• Aim of the task
Show each row below that contains the word "wooden", reproducing every such line in full.

• Material
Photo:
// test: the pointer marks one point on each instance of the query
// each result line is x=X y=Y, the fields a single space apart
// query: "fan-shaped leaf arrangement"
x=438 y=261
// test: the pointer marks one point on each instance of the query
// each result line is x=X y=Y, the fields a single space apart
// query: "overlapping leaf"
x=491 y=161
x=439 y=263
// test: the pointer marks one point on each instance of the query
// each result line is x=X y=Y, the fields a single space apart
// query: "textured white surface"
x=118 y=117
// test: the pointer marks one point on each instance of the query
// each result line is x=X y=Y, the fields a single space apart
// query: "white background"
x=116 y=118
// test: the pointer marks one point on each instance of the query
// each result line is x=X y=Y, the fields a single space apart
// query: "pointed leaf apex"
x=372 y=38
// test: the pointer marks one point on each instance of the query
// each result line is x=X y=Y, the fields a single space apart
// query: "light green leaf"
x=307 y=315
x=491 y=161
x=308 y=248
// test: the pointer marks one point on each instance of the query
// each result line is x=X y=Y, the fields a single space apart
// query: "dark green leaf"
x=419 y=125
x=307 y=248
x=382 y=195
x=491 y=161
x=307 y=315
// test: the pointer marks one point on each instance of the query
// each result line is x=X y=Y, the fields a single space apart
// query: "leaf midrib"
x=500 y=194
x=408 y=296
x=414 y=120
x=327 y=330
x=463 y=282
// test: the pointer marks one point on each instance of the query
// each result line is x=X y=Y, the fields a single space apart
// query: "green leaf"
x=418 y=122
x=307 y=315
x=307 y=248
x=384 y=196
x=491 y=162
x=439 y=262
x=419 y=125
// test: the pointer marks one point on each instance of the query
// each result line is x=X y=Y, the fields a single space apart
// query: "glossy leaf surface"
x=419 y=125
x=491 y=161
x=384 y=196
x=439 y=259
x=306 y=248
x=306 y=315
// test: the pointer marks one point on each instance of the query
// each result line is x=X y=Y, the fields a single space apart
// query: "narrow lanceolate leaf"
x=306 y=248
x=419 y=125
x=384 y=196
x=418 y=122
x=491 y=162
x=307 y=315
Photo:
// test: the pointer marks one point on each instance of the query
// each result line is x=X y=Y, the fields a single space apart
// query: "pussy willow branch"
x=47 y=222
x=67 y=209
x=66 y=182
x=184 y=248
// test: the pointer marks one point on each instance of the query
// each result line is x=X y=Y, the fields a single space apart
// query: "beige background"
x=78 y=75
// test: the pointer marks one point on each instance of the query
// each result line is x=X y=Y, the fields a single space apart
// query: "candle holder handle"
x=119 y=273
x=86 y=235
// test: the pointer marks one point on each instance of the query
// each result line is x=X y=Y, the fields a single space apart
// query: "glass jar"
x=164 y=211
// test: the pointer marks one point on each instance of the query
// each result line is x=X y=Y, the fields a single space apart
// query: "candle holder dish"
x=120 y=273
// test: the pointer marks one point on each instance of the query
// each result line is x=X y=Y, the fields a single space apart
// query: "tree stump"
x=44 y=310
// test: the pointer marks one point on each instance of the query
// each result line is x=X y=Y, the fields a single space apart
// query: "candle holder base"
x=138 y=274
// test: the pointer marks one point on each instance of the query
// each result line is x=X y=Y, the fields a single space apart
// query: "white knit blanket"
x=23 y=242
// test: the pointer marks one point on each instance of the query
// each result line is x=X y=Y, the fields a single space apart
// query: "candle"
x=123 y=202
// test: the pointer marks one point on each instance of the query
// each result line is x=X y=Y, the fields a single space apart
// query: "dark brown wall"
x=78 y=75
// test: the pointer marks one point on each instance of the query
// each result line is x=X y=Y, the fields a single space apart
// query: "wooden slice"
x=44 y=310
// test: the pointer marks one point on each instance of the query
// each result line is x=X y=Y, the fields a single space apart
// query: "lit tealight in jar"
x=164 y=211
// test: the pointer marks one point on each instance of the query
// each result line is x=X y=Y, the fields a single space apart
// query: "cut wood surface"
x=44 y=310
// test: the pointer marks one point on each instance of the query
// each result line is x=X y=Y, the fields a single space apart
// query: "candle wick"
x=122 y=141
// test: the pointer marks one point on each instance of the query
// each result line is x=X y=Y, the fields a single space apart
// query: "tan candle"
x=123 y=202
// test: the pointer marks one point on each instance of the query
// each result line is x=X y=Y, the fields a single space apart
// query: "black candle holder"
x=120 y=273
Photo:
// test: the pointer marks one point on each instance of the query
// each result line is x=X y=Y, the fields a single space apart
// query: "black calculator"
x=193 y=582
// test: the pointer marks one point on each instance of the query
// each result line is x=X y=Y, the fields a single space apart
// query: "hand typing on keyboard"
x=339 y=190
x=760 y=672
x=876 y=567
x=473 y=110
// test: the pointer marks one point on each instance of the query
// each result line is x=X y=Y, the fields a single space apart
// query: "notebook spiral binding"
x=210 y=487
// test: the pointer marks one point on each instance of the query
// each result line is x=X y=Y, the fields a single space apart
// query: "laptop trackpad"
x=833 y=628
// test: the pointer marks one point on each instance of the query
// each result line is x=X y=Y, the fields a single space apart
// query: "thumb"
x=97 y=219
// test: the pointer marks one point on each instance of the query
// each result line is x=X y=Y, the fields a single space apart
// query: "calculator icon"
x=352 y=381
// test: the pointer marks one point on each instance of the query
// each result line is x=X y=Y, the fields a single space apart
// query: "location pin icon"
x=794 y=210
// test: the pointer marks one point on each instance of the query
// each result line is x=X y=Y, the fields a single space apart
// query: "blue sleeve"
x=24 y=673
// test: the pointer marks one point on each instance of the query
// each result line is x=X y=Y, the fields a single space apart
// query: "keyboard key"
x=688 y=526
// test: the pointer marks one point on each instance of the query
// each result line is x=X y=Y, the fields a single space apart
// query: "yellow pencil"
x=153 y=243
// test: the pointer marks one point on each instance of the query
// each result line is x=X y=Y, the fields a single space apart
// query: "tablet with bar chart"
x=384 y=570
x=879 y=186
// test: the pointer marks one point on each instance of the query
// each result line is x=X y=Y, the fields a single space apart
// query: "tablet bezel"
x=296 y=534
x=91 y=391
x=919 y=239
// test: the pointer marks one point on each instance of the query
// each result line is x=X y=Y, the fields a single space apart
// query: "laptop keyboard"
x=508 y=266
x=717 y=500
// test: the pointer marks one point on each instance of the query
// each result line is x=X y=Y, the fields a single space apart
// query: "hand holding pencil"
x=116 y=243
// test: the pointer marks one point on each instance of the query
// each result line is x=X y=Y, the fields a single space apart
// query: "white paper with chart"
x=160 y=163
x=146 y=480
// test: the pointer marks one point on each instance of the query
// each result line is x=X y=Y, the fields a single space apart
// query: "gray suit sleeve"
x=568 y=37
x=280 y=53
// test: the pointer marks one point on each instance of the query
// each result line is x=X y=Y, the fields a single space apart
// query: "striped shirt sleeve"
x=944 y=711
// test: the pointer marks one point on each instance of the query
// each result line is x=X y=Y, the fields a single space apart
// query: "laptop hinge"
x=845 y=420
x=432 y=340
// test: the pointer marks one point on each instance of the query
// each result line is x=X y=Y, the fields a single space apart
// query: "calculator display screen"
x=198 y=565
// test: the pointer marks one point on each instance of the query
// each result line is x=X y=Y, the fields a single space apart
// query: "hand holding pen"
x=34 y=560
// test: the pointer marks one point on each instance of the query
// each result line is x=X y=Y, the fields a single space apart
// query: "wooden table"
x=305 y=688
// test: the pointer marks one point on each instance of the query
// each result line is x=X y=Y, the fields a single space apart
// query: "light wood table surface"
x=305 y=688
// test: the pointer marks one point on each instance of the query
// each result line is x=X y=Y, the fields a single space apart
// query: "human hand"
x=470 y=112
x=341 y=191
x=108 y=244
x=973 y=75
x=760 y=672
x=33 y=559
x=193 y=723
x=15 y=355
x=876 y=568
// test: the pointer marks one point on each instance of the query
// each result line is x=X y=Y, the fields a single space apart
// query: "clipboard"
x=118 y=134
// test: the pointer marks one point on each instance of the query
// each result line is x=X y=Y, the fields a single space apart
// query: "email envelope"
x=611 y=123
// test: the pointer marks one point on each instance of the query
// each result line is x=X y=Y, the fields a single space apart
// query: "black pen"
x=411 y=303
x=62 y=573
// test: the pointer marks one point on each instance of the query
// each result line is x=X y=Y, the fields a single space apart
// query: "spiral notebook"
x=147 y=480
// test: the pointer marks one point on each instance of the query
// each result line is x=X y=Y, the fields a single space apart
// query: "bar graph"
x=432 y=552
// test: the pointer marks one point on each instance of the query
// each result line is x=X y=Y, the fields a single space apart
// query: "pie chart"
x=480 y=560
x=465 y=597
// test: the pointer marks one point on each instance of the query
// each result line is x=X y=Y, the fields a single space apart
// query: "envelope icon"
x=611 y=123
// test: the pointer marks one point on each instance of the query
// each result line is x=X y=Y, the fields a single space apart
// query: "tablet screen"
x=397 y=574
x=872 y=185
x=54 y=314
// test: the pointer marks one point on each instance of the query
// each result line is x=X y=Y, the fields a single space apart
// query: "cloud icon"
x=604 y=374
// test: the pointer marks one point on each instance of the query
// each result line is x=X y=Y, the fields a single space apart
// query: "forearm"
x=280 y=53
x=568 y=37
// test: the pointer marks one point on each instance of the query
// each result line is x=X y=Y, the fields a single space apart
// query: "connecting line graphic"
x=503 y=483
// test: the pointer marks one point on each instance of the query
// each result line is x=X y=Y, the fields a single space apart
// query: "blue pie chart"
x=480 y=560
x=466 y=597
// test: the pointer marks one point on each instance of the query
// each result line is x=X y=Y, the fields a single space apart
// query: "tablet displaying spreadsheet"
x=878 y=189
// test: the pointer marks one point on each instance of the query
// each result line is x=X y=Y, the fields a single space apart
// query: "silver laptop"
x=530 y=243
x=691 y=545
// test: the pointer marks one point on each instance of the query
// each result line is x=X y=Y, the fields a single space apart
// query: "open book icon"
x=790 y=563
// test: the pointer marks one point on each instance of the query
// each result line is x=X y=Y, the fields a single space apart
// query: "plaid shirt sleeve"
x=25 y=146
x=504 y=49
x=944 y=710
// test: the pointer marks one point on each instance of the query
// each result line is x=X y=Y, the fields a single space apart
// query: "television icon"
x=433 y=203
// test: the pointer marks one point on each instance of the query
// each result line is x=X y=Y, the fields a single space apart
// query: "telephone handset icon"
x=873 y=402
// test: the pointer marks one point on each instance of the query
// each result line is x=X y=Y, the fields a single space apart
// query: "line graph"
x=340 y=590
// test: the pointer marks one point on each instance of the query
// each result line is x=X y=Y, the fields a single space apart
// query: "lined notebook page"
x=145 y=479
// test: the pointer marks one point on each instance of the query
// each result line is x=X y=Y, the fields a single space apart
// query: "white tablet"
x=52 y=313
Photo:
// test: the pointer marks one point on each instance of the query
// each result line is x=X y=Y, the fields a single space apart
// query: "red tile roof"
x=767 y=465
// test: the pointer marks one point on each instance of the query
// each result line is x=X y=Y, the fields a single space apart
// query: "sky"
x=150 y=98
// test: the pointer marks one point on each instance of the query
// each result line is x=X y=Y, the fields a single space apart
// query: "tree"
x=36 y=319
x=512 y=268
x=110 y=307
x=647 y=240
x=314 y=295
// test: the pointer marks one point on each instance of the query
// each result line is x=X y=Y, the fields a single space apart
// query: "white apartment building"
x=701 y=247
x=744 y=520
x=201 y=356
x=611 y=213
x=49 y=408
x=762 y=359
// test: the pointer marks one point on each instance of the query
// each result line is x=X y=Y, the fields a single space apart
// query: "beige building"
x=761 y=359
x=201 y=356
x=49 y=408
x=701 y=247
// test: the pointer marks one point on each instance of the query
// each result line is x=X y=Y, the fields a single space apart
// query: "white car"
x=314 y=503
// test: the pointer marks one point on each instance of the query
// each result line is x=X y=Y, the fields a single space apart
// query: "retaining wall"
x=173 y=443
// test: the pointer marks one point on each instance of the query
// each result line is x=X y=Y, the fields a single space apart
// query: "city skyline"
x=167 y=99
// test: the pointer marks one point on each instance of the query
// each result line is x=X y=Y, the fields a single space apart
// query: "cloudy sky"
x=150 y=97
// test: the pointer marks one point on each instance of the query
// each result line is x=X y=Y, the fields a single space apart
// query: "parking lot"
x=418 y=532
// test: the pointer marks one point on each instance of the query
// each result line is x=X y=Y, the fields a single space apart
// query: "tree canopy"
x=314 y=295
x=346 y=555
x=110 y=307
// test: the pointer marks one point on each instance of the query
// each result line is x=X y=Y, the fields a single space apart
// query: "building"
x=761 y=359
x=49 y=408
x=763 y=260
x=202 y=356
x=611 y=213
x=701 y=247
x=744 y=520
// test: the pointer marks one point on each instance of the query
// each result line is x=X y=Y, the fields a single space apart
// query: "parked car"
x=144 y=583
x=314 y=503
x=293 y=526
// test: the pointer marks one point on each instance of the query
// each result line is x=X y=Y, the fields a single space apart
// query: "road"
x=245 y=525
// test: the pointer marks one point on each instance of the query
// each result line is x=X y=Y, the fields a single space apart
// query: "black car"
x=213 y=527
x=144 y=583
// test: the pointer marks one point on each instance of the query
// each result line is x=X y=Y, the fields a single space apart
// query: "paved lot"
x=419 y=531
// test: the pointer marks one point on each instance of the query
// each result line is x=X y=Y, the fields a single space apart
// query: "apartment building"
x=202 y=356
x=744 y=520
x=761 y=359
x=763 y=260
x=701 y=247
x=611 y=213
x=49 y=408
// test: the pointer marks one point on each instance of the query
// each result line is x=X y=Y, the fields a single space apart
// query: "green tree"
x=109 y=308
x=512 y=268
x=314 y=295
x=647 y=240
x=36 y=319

• Solution to the exercise
// query: "wooden slice"
// query: "wooden table"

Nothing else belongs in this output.